__Document excerpt__:

▼

# Upgrading to Ultegra Di2



## rlsmith17 (Sep 5, 2014)

I recently purchased a 2014 Domane 5.2 and thinking about upgrading the Ultegra groupset to Ultegra Di2 in the spring time. Has anyone else done this with the Domane 5.2 and would be willing to share costs/experience? I would like to make sure all of the wires remain hidden as much as possible and also where the battery is located. 

Thanks in advance!


----------



## dougrocky123 (Apr 12, 2006)

Looks like your not getting much help here so I'll give my 2 cents worth. I've done two bike conversions. A 2014 should be set up to convert. Shimano has online install manuals and youtube probably has videos. Trek has a conversion kit so check with your dealer. The group I got from Starbike in Germany as they were the only one that had the long cage rear der I wanted. About $1600 I think. A newer bike (11 speed Ultegra right?) you could find build kits without brakes or crank as you already have them so it will be cheaper. My battery is in the seatube in the most recent conversion held in with a Ritchey rubber holder. The shifting is great so if you do your research and go slow its not that difficult.


----------



## VKW (Jul 26, 2009)

Trek makes an internal battery mount collar that fits specifically in their frame seat posts that use the seat mast. I bought one for Madone, fits perfectly. Unfortunately, I cannot find where I documented the part number. I had to order through a Trek dealer. A call to Trek or the dealer could get you the correct part.

It was a very tiny part that cost me about $15.


----------



## egebhardt (Feb 17, 2007)

I'm doing this upgrade from DA7800 to UltegraDi2 6870.
I have a question about the rear derailleur.

The outer cage (connected to the der) was bent in 2mm on a used RD-6870 I got used on Ebay. The inner cage is NOT bent and there don't appear to be any 'hit' marks anywhere.
I took off the pulleys, heated it with a hair dryer, then bent the outer cage back carefully by hand. I put it back together and it is nice and straight like any Shimano RD I've seen in the last 30 years.

I then bought a new RD-6870. I'll be darned. The outer cage is bent 2mm in too!
Does anyone else see their RD-6870 bent in 2mm?
Maybe its an intentional bend.
Thx in advance.


----------



## VKW (Jul 26, 2009)

Take a picture of this 2mm bend. I'm not sure what it is you are referring to.

Looking at my RD-6870 there doesn't appear to be anything that looks wrong.


----------



## egebhardt (Feb 17, 2007)

Sure. This is the 2mm bend.


----------



## MMsRepBike (Apr 1, 2014)

It's fine. Stop taking apart new things looking for something wrong. Install them. Use them.

▲

__Data shown__:
▼

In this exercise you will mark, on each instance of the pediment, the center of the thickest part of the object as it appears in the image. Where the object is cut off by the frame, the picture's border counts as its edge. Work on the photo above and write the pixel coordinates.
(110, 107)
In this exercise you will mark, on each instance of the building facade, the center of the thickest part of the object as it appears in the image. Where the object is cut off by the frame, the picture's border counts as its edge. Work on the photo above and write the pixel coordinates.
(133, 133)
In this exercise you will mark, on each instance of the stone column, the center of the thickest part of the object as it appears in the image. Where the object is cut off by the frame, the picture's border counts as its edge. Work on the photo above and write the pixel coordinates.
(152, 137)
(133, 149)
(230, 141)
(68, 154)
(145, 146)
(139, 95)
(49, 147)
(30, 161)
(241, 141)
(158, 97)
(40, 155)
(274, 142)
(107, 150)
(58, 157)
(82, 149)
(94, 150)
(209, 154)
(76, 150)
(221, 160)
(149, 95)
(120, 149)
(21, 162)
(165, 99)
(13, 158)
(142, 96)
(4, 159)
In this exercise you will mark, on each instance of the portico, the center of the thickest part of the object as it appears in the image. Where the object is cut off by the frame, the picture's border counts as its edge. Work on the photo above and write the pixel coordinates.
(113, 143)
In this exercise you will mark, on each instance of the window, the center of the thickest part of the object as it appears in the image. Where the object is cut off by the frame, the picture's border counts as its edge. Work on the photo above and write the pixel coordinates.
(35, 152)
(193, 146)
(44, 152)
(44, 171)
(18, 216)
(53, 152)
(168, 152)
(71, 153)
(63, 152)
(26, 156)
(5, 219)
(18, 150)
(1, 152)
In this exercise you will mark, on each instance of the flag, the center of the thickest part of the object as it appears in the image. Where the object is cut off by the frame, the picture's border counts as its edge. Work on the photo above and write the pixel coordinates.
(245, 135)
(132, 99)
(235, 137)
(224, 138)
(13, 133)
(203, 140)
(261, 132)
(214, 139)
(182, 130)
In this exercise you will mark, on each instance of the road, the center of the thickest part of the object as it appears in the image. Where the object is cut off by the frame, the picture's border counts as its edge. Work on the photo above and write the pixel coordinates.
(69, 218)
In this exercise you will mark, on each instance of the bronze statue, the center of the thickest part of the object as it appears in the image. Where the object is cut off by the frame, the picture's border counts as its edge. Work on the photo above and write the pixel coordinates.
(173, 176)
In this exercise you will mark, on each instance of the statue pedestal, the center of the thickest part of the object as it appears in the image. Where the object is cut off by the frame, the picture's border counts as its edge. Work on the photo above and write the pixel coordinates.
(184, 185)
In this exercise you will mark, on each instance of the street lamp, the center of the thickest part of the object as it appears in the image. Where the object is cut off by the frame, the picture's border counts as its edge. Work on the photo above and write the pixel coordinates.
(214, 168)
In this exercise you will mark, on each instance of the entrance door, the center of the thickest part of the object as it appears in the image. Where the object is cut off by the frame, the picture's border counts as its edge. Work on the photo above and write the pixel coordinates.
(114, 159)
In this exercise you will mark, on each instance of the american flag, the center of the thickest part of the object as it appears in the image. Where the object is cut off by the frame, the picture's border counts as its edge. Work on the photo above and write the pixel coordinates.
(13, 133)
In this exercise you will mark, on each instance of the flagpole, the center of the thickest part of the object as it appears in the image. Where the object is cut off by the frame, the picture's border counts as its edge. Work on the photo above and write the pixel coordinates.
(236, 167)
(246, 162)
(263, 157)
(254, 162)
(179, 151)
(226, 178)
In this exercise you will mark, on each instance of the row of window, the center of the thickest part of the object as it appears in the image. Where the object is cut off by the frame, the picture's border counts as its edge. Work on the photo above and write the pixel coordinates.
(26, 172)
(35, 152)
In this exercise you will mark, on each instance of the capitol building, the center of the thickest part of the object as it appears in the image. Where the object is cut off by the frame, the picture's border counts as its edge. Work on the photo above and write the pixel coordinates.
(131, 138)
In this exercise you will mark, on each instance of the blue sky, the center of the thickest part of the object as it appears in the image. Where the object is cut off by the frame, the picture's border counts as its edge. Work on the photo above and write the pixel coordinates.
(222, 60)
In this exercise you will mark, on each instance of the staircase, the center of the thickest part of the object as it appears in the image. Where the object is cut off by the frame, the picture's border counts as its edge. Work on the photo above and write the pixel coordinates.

▲

__Task A__:
List every distinct username that posts in the Ultegra Di2 upgrade thread, each one only once.
__Task B__:
Please carry the Ultegra Di2 upgrade thread forward from its final post.
The items have nothing to do with the forum thread on upgrading to Ultegra Di2.

__Expected answer A__:
rlsmith17, dougrocky123, VKW, egebhardt, MMsRepBike

__Expected answer B__:
Wait, no.

Read ALL of the instructions VERY carefully first and then carefully install and use them. If you have issues after the install that was done as per the instructions, then maybe look into things.

http://si.shimano.com/php/download.php?file=pdf/dm/DM-UL0001-02-ENG.pdf
^click to download, then print it out.


----------



## egebhardt (Feb 17, 2007)

You didn't answer the question. If you don't have an answer, that's fine.

Does anyone else see their RD-6870 bent-in 2mm?
Is there some possible benefit to a bent cage? 
I've never seen a new cage bent intentionally from Shimano cage in the 30 years I've been looking.


----------



## VKW (Jul 26, 2009)

Here are some pics, mine is of the longer mid cage though. Before you go and bend the new one, I'd give it a try first installed on your bike.


----------



## egebhardt (Feb 17, 2007)

VKW said:


> Here are some pics, mine is of the longer mid cage though. H]


Thx. Yours is bent a bit too. Im shocked that Shimano would do that but I'm keeping an open mind and I'll try both.


----------



## goodboyr (Apr 19, 2006)

Yup. Keep an open mind. Its entirely possible that shimano knows more about derailleurs than you do.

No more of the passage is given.